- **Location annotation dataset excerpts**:
----------------

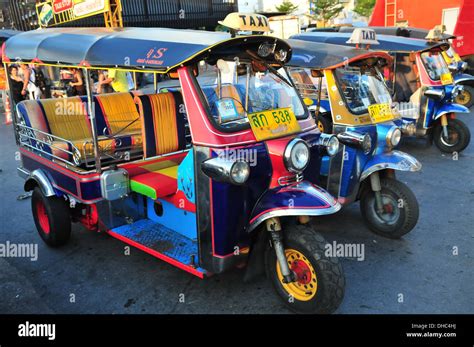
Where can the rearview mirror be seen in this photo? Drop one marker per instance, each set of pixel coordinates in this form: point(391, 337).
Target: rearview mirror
point(435, 94)
point(316, 73)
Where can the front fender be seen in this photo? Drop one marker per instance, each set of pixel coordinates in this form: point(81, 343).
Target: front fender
point(395, 160)
point(464, 79)
point(39, 178)
point(299, 199)
point(450, 108)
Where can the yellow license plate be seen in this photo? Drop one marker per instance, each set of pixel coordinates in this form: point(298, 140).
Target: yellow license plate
point(446, 78)
point(380, 113)
point(273, 123)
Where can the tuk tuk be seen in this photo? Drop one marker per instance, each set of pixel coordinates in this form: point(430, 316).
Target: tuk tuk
point(349, 98)
point(197, 172)
point(421, 84)
point(456, 65)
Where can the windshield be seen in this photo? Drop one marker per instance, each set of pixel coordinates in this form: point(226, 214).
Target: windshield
point(234, 89)
point(362, 88)
point(435, 65)
point(308, 86)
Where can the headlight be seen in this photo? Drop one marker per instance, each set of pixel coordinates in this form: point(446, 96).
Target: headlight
point(456, 91)
point(265, 49)
point(394, 136)
point(281, 55)
point(367, 143)
point(228, 171)
point(296, 155)
point(240, 171)
point(330, 142)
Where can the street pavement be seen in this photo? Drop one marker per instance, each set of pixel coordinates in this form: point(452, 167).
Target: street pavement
point(430, 270)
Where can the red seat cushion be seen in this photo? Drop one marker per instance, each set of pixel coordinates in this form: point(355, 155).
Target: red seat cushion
point(156, 184)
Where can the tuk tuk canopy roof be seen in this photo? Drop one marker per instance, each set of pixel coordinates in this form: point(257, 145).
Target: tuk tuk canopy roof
point(387, 43)
point(156, 49)
point(322, 56)
point(5, 34)
point(415, 33)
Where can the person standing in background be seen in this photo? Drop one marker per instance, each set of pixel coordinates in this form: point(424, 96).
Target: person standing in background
point(16, 83)
point(29, 83)
point(77, 83)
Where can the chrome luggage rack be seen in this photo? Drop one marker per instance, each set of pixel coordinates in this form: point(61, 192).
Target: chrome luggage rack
point(39, 141)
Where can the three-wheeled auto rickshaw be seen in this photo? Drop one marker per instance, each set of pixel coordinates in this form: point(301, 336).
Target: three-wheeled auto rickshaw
point(199, 175)
point(421, 83)
point(358, 109)
point(456, 65)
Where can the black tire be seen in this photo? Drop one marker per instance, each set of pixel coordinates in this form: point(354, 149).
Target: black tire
point(329, 274)
point(456, 128)
point(466, 98)
point(406, 216)
point(52, 217)
point(324, 123)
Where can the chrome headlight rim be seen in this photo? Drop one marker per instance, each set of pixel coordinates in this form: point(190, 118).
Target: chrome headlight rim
point(392, 134)
point(366, 144)
point(331, 143)
point(239, 166)
point(288, 155)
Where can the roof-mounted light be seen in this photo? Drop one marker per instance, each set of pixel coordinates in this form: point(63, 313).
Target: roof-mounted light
point(436, 34)
point(266, 49)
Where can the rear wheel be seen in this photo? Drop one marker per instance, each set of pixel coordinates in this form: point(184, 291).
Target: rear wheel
point(400, 209)
point(52, 218)
point(466, 97)
point(319, 280)
point(458, 138)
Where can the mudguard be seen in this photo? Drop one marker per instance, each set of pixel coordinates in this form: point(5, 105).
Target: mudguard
point(464, 79)
point(450, 108)
point(298, 199)
point(39, 178)
point(395, 160)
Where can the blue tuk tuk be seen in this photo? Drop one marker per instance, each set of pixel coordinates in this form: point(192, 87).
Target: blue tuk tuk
point(421, 84)
point(347, 93)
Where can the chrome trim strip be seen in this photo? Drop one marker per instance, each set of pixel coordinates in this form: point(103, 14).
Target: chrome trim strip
point(23, 173)
point(464, 80)
point(408, 163)
point(295, 212)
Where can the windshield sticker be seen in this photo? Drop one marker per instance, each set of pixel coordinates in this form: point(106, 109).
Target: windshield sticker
point(227, 110)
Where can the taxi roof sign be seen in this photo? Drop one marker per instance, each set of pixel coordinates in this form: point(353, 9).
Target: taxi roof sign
point(246, 22)
point(436, 34)
point(363, 36)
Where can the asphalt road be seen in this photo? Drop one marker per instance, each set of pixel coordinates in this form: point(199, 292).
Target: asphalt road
point(418, 274)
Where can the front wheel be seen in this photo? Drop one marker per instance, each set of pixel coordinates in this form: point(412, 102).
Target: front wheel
point(52, 218)
point(319, 280)
point(458, 138)
point(400, 209)
point(465, 97)
point(324, 123)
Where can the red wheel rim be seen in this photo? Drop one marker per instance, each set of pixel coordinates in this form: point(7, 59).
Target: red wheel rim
point(43, 218)
point(302, 271)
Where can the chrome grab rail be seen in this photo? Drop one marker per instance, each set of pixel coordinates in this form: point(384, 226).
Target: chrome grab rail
point(29, 133)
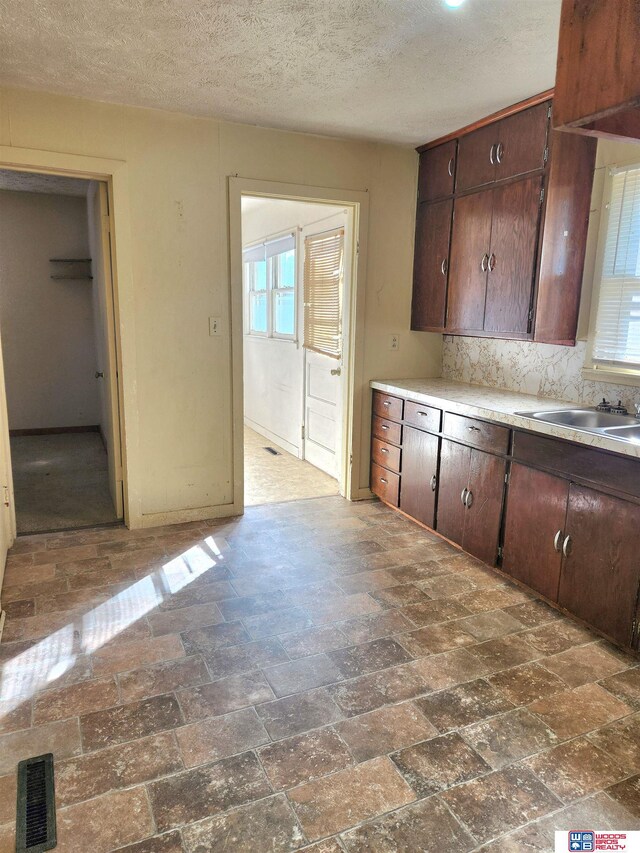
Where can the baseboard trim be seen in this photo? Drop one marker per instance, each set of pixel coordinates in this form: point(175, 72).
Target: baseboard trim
point(53, 430)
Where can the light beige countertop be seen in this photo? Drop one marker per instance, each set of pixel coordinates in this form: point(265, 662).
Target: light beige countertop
point(494, 404)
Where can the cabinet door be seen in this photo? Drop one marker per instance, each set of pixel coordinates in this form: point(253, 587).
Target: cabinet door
point(431, 266)
point(514, 239)
point(453, 480)
point(521, 140)
point(534, 528)
point(476, 158)
point(484, 506)
point(419, 475)
point(601, 569)
point(436, 172)
point(470, 247)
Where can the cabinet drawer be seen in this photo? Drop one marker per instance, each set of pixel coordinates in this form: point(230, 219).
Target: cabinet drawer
point(387, 430)
point(424, 417)
point(386, 406)
point(386, 455)
point(385, 484)
point(479, 434)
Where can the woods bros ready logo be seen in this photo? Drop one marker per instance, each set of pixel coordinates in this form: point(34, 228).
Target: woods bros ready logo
point(590, 840)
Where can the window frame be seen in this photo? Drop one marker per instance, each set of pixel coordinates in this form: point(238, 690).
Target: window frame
point(272, 289)
point(593, 369)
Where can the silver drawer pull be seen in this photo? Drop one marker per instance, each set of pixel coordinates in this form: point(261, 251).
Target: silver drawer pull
point(556, 541)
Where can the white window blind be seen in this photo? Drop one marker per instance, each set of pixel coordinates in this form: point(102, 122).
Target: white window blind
point(617, 333)
point(323, 273)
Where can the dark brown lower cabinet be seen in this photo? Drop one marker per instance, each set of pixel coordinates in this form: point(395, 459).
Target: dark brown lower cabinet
point(470, 494)
point(601, 566)
point(534, 527)
point(419, 475)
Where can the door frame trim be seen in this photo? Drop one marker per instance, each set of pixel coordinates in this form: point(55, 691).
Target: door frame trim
point(115, 174)
point(357, 202)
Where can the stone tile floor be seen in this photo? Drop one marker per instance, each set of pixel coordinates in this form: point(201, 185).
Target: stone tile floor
point(317, 676)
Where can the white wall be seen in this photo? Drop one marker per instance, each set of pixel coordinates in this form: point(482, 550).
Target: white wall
point(47, 325)
point(274, 368)
point(178, 437)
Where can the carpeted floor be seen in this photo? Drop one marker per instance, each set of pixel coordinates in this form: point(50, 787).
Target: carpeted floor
point(60, 481)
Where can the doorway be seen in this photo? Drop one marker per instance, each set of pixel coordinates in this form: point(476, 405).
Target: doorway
point(58, 342)
point(296, 281)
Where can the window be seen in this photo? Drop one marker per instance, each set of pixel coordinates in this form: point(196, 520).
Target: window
point(270, 288)
point(616, 338)
point(323, 275)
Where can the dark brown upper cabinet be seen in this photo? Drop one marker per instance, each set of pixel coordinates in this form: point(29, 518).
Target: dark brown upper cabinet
point(598, 72)
point(431, 266)
point(519, 225)
point(470, 249)
point(437, 171)
point(512, 258)
point(505, 149)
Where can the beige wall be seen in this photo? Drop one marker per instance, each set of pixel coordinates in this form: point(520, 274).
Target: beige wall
point(177, 170)
point(47, 325)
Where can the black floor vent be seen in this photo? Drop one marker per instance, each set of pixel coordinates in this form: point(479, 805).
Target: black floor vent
point(36, 812)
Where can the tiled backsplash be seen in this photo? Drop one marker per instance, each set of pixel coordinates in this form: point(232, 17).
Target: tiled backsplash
point(541, 369)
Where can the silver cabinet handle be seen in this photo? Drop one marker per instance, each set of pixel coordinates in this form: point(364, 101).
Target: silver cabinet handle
point(556, 541)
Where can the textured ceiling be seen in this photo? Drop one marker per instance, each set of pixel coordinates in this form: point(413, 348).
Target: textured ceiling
point(397, 70)
point(29, 182)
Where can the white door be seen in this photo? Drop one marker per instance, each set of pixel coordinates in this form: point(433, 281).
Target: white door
point(105, 339)
point(323, 294)
point(323, 416)
point(7, 511)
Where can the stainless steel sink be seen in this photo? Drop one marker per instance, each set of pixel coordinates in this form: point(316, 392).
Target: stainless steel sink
point(628, 433)
point(622, 427)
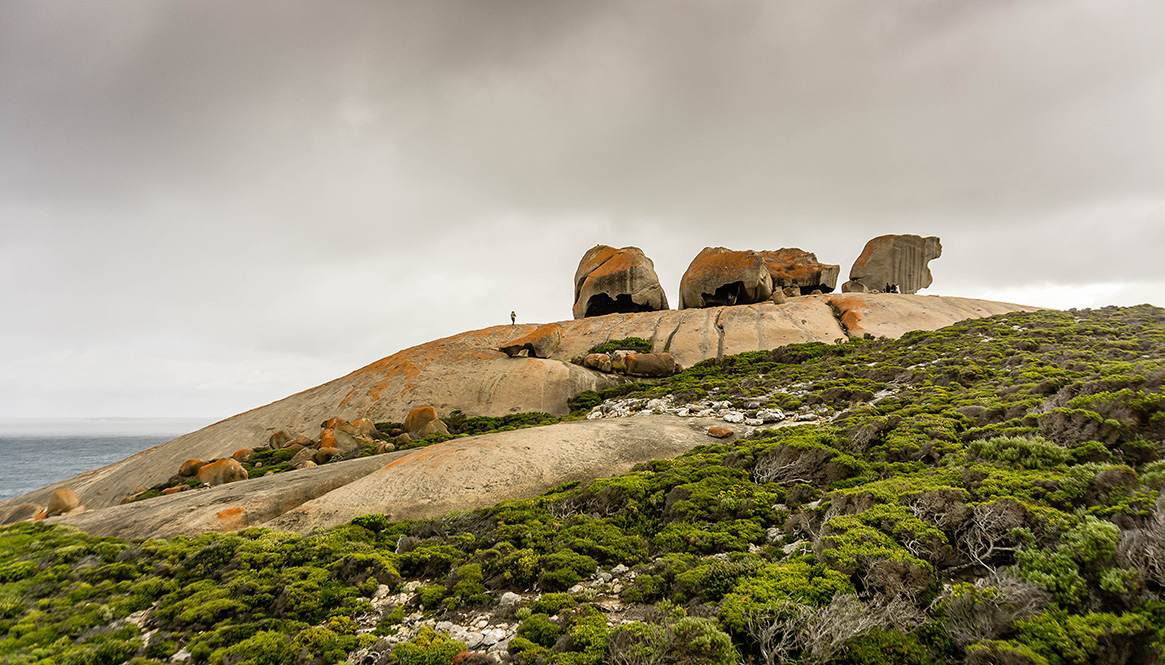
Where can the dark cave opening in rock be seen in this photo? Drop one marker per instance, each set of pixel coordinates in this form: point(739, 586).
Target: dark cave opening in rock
point(602, 304)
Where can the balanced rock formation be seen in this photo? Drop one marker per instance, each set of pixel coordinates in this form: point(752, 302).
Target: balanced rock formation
point(899, 260)
point(720, 276)
point(792, 267)
point(609, 281)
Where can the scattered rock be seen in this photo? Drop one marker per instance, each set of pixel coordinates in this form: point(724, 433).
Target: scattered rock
point(720, 276)
point(792, 267)
point(898, 260)
point(650, 365)
point(189, 468)
point(542, 342)
point(612, 280)
point(221, 472)
point(62, 501)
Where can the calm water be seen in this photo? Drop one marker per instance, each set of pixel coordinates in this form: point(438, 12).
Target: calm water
point(39, 452)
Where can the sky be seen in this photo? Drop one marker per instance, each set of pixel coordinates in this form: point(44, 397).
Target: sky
point(209, 205)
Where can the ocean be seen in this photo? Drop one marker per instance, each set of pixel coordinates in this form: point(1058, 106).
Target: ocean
point(39, 452)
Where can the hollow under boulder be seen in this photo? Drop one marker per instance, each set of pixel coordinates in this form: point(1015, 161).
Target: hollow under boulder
point(611, 281)
point(720, 276)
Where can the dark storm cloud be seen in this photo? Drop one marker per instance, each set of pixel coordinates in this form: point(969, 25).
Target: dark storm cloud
point(225, 199)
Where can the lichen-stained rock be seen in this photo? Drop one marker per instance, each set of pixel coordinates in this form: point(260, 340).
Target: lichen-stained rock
point(792, 267)
point(650, 365)
point(221, 472)
point(542, 342)
point(899, 260)
point(720, 276)
point(62, 501)
point(612, 280)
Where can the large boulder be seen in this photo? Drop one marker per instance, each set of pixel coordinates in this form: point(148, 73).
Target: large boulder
point(542, 342)
point(221, 472)
point(62, 501)
point(612, 280)
point(897, 260)
point(792, 267)
point(719, 276)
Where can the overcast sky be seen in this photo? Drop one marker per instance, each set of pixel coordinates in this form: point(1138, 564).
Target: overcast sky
point(206, 206)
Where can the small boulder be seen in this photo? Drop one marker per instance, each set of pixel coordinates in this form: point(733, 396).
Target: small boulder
point(279, 440)
point(792, 267)
point(189, 468)
point(600, 361)
point(650, 365)
point(609, 281)
point(62, 501)
point(896, 260)
point(720, 276)
point(542, 342)
point(221, 472)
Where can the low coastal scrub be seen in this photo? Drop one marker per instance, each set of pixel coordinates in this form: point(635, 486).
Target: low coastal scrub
point(985, 493)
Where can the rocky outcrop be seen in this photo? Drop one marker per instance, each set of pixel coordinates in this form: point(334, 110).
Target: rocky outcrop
point(62, 501)
point(896, 260)
point(221, 472)
point(467, 372)
point(720, 276)
point(611, 281)
point(792, 267)
point(542, 342)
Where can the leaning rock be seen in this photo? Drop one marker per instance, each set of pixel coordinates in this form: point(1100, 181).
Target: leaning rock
point(650, 365)
point(189, 468)
point(61, 502)
point(612, 280)
point(719, 276)
point(898, 260)
point(792, 267)
point(221, 472)
point(542, 342)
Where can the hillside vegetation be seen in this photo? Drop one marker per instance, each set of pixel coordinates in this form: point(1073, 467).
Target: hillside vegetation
point(985, 493)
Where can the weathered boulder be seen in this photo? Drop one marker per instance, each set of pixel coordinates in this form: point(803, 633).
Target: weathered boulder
point(19, 513)
point(221, 472)
point(650, 365)
point(61, 502)
point(899, 260)
point(189, 468)
point(600, 361)
point(612, 280)
point(719, 276)
point(792, 267)
point(280, 440)
point(542, 342)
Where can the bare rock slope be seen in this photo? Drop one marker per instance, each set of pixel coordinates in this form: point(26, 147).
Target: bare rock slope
point(468, 372)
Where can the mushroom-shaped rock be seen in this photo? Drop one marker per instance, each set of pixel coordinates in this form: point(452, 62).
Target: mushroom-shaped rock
point(221, 472)
point(719, 276)
point(61, 502)
point(650, 365)
point(190, 467)
point(612, 280)
point(542, 342)
point(896, 260)
point(792, 267)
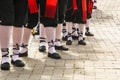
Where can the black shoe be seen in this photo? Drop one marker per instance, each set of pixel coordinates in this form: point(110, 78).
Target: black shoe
point(25, 54)
point(54, 55)
point(5, 66)
point(64, 38)
point(18, 63)
point(69, 42)
point(81, 42)
point(61, 48)
point(42, 49)
point(89, 34)
point(75, 37)
point(94, 7)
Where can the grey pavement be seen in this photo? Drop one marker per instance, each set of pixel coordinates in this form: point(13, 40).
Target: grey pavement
point(98, 60)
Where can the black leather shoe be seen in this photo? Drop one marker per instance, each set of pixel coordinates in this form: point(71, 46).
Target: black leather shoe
point(75, 37)
point(25, 54)
point(42, 49)
point(61, 48)
point(5, 66)
point(18, 63)
point(64, 38)
point(69, 42)
point(89, 34)
point(94, 7)
point(54, 55)
point(81, 42)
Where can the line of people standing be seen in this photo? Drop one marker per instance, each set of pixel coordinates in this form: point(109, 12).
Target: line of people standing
point(52, 14)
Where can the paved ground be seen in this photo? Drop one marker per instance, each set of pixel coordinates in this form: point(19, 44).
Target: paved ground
point(99, 60)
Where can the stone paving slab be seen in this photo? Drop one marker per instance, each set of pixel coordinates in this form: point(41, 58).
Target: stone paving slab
point(98, 60)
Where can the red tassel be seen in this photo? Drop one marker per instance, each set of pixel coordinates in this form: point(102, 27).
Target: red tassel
point(84, 10)
point(51, 6)
point(75, 5)
point(32, 6)
point(90, 6)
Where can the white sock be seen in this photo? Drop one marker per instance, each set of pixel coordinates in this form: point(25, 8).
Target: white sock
point(51, 48)
point(23, 50)
point(69, 38)
point(5, 59)
point(65, 33)
point(42, 44)
point(58, 43)
point(15, 57)
point(5, 55)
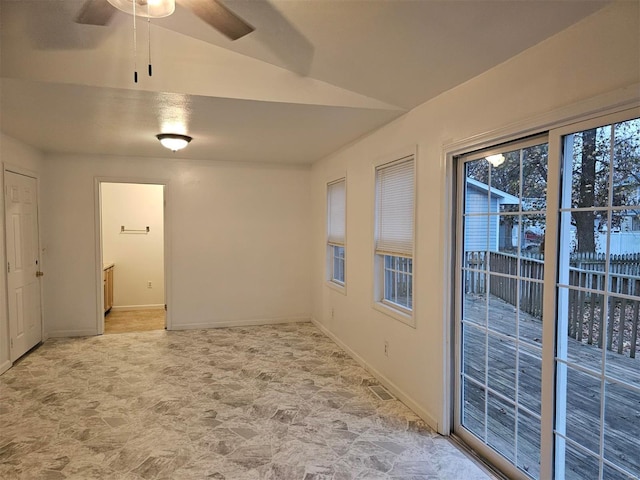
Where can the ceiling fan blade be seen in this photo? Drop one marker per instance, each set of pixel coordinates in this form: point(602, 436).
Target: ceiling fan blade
point(219, 17)
point(95, 12)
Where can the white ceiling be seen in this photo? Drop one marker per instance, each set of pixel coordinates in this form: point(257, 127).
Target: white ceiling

----------------

- **Instruction**:
Please arrange the data starting at the line containing "Where can the dark cave" and ending at the line containing "point(602, 304)" as a two-column CSV with the headers input and output. Give one row per item, with its text in input and its answer in output, each field quoted and any line breaks replaced with spaces.

- **Exercise response**:
input,output
"Where can the dark cave opening in rock be seen in this photo? Drop one marker per instance, each set of pixel coordinates in this form: point(739, 586). Target: dark cave opening in rock","point(602, 304)"